Starting at the line that has "Find the sidewalk" and stopping after the line that has "Find the small", reproduce the listing below exactly; omit everything else.

Data supplied:
>>>

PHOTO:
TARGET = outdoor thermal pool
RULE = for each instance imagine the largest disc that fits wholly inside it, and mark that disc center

<<<
>>>

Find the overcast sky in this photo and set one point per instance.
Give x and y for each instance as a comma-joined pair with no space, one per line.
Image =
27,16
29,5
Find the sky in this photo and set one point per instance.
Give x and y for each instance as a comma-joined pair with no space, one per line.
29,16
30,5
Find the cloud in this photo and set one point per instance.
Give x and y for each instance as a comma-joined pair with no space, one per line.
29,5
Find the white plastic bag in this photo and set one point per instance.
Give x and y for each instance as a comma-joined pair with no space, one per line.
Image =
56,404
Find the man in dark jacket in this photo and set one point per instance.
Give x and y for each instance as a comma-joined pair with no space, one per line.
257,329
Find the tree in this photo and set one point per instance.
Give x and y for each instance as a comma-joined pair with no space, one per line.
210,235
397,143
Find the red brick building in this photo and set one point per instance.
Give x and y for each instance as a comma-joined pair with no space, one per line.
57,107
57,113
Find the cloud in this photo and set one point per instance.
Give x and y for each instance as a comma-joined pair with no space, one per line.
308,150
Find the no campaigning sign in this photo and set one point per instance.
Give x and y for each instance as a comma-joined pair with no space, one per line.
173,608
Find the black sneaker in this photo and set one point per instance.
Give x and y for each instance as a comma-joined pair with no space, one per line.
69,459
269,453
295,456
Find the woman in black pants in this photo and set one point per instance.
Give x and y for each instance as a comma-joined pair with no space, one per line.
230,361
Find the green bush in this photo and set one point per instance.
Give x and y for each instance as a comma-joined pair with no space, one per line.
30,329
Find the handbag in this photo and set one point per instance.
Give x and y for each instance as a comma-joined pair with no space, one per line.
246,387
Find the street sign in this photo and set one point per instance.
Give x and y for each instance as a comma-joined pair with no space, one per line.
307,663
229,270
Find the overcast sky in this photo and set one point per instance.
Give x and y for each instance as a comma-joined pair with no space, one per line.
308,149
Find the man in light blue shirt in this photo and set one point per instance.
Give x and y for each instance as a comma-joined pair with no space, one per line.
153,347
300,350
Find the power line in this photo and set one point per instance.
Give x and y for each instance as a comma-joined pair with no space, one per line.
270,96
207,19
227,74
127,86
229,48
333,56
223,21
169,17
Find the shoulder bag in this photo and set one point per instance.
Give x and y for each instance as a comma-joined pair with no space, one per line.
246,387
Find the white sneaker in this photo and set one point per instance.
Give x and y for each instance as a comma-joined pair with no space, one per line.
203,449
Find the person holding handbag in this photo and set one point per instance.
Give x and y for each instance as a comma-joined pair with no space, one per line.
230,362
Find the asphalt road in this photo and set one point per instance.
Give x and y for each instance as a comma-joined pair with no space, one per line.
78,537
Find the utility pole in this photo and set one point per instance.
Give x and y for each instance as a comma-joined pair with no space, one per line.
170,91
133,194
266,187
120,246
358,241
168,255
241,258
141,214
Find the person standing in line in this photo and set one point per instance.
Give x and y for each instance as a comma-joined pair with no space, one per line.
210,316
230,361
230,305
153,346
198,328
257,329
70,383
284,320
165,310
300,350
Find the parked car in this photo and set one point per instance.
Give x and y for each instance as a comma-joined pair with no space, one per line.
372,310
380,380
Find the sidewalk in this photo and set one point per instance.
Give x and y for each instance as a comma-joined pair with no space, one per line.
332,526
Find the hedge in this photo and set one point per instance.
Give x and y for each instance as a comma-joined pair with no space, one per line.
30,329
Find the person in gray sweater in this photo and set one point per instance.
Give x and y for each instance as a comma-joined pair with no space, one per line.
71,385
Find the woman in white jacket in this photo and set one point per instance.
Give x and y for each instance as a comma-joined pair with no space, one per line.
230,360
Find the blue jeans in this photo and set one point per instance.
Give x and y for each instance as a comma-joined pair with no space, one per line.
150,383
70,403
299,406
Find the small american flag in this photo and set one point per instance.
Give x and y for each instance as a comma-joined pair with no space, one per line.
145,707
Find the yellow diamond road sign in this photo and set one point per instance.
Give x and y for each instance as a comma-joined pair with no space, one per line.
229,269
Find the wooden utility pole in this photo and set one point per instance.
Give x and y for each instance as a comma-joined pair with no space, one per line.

<<<

Exercise result:
Find the sidewalk in this photo and set one point per instance.
Give x and y for each instance as a comma-joined pair with no space, one per line.
332,526
Find the hedge in this photo and set one point per instance.
Give x and y for each instance as a comma-joined pair with no space, one per line.
30,329
Find the person in gray sweater in this photo and set one point per instance.
Give x and y for each instance as a comma-joined pair with no space, one per line.
71,385
Find the woman in white jacket in this photo and set one point per instance.
Give x and y for each instance as a comma-joined pair with no space, one per line.
230,360
Find the blue jeans in this photo and set one point per instance.
Give x and y for each instance as a comma-joined pair with no space, one per line.
150,383
70,403
299,406
Find the small american flag in this photo and set one point per instance.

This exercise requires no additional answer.